Stored dataset items:
---

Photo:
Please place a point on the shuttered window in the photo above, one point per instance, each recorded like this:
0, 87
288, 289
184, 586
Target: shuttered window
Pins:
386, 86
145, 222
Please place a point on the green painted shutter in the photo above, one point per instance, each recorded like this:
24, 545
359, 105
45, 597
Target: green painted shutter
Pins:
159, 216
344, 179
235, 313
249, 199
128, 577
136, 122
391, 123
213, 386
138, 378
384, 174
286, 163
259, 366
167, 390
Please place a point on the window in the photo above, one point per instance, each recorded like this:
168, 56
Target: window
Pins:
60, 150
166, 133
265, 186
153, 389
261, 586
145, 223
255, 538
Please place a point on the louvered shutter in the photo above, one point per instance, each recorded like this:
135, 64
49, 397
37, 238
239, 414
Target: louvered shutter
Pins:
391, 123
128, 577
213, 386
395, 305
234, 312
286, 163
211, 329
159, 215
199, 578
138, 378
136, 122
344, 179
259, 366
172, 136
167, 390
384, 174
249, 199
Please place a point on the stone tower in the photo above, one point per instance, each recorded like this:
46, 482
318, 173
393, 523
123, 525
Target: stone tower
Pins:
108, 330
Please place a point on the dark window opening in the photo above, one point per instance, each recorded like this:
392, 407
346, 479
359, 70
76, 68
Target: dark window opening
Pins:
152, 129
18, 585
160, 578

---

▸ **Task to carry out**
Write every record out again, letter for letter.

▸ **Result**
Photo:
Please place a point on the shuttered window in the photo above, one point per instance, each recorded like this:
0, 87
288, 289
184, 586
Target: shuttered window
Pins:
386, 86
145, 222
Please place a point on the green painted shutter in the photo above, one point per instance, each recorded like this:
24, 545
359, 105
45, 597
Target: green painted shutter
Pins:
159, 216
344, 179
235, 313
249, 199
128, 577
136, 122
391, 123
213, 386
138, 378
384, 174
286, 163
259, 366
167, 390
Please place a point on the window in the photo above, one point per instance, each recorded like this:
168, 56
Target: window
Pins:
60, 150
166, 133
265, 186
153, 389
261, 586
145, 223
255, 538
Please place a point on the louvered shutter in the photo above, one point per instance, each recorded like this:
135, 64
49, 397
37, 238
239, 414
Target: louvered shutter
Pins:
391, 123
128, 577
213, 386
395, 305
234, 312
286, 163
211, 329
159, 215
199, 578
138, 378
136, 122
344, 179
259, 366
172, 136
167, 390
384, 174
249, 199
Please place a point on the stone tower in the photo above, one point per instance, each recorded like this:
46, 482
318, 173
393, 523
123, 525
Target: stone tower
Pins:
108, 330
Please place a point on the dark window opening in the photo above, one point per instance, each recorded like this:
392, 407
346, 479
359, 70
76, 68
Target: dark window opening
Pins:
152, 129
18, 585
160, 578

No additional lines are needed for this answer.